Cabinet for elevated roads in haors

Prime minister Sheikh Hasina on Monday asked agencies concerned to construct elevated roads instead of roads in haor areas to ensure the free flow of water during floods.

She also ordered the construction of bridges on the roads and highways at a distance of every half a kilometre in haor areas to prevent water stagnation in those areas of Sylhet, Sunamganj, Netrakona and Kishoreganj.

The prime minister gave the instructions while presiding over the weekly cabinet meeting at her Tejgaon office in the city.

‘The cabinet has given  clear instruction to construct elevated roads in haor areas. No new project will be taken to build roads there. Moreover, there will be a bridge at a distance of half a kilometre on roads and highways in the haor regions,’ cabinet secretary Khandker Anwarul Islam told a press briefing at the secretariat after the cabinet meeting.

■ ■ ■ ■

Please continue the news report on the cabinet's instruction to build elevated roads in haor areas, picking up after the cabinet secretary's quoted statement.

■ ■ ■ ■

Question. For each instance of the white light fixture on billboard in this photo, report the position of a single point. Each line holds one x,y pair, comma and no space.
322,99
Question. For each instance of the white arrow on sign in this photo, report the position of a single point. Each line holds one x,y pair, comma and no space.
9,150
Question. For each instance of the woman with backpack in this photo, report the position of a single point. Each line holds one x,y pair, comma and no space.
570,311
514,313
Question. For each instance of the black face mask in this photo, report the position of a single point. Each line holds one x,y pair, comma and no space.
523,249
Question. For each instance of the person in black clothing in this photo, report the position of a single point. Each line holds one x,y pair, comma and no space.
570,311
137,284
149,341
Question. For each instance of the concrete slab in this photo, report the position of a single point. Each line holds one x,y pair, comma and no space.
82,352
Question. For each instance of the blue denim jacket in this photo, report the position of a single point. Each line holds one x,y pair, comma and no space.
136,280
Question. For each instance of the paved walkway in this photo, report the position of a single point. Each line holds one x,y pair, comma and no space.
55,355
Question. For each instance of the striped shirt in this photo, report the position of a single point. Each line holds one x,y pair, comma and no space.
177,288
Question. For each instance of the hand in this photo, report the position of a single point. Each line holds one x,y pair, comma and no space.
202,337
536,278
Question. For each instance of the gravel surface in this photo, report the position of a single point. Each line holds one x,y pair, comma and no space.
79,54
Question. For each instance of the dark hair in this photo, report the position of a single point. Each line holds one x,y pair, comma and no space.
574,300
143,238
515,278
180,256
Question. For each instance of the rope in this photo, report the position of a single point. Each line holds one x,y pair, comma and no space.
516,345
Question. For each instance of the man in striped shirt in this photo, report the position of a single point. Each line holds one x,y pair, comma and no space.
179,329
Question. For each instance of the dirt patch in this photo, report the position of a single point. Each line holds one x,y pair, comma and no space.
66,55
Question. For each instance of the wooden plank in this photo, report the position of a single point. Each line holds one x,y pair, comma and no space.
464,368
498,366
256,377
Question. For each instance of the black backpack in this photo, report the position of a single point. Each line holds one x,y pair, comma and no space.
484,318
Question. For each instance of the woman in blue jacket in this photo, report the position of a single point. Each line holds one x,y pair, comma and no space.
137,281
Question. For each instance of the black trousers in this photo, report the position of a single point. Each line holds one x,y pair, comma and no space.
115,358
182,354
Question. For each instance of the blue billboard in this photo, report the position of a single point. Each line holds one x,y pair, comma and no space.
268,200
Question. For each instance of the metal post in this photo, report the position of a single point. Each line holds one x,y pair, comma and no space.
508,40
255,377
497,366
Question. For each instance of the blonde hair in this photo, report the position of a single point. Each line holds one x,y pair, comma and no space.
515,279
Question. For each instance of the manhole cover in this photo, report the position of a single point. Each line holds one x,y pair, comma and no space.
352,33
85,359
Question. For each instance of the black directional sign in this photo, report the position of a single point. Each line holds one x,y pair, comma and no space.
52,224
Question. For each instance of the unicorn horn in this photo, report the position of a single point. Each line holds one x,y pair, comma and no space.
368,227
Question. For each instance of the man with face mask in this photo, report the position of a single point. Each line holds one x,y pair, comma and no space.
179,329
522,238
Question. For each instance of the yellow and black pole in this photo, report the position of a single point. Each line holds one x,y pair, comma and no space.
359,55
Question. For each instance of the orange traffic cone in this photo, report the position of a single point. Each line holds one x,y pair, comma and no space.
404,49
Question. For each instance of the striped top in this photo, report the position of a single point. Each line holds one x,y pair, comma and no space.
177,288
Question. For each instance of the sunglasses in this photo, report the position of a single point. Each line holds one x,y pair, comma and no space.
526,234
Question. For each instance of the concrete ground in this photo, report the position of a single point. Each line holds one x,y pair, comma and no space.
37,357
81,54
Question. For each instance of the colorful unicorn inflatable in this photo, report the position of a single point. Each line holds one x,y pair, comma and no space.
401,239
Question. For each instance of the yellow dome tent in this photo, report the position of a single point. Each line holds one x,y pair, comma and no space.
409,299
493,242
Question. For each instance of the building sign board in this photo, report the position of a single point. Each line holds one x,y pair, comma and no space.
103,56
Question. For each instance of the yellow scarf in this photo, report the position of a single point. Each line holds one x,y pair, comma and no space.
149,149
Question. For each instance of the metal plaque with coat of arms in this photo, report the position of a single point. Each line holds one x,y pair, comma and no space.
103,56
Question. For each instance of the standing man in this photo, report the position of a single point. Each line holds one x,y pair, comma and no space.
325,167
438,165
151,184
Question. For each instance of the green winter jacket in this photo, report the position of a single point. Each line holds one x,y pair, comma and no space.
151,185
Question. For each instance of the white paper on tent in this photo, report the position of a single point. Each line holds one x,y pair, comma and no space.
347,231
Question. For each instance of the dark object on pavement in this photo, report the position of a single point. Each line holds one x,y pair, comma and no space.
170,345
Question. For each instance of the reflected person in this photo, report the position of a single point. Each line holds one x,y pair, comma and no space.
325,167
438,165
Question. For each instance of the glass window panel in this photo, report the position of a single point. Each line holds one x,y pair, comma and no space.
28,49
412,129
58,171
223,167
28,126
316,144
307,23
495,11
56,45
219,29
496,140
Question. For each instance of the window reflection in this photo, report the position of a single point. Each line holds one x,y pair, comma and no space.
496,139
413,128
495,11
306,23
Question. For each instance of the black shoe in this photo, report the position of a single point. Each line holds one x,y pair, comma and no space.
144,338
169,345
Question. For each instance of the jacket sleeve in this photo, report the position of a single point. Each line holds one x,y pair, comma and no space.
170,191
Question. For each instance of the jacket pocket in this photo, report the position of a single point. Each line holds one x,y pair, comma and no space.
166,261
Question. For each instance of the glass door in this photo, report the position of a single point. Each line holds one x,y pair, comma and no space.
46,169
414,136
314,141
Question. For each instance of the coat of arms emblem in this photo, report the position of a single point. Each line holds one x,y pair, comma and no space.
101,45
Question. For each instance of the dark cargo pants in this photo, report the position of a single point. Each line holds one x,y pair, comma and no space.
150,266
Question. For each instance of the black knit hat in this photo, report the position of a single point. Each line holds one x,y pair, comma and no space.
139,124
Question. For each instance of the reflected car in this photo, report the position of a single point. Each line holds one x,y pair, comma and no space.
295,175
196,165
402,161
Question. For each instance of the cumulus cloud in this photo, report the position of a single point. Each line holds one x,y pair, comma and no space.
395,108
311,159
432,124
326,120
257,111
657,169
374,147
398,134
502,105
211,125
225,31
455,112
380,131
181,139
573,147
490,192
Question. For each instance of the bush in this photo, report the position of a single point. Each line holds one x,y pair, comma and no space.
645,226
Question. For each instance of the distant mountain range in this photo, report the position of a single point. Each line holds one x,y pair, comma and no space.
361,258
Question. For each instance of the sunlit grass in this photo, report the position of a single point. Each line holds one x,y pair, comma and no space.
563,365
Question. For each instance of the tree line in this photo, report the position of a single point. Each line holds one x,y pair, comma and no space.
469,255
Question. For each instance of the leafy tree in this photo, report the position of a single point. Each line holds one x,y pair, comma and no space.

■ ■ ■ ■

• _Written response_:
The cabinet also asked the authorities concerned to see whether the Aushtagram-Mithamain Haor road was causing water stagnation and adversely affecting the haor belts, Anwarul said. 

Planning minister MA Mannan told the cabinet that the agencies working in haors should assess whether the development projects being implemented there were fruitful, according to the cabinet secretary.

The meeting was informed that standing crops on 5,000 hectares of haor land out of 2.23 lakh hectares were damaged by the recent flash flood in Sunamganj and Sylhet in the first week of April.

The onrush of water from upstream breached flood protection embankments at many places through which water continued gushing into boro fields in the region, which accounts for a fifth of the country’s overall output of boro, the main staple.

Monday’s cabinet meeting also asked the housing and public works ministry and the Local Government Division to report on indiscriminate construction of factories across the country and come up with recommendations in three months to streamline those and check pollution, the cabinet secretary said.

The cabinet approved in principle the draft of the Production, Storage, Movement, Transportation, Supply, Distribution and Marketing of Foodgrains (Prevention of Prejudicial Activity) Bill, 2022 stipulating provisions of punishments for offences in any stage of the food supply chain.

The food ministry placed the draft seeking the cabinet’s approval.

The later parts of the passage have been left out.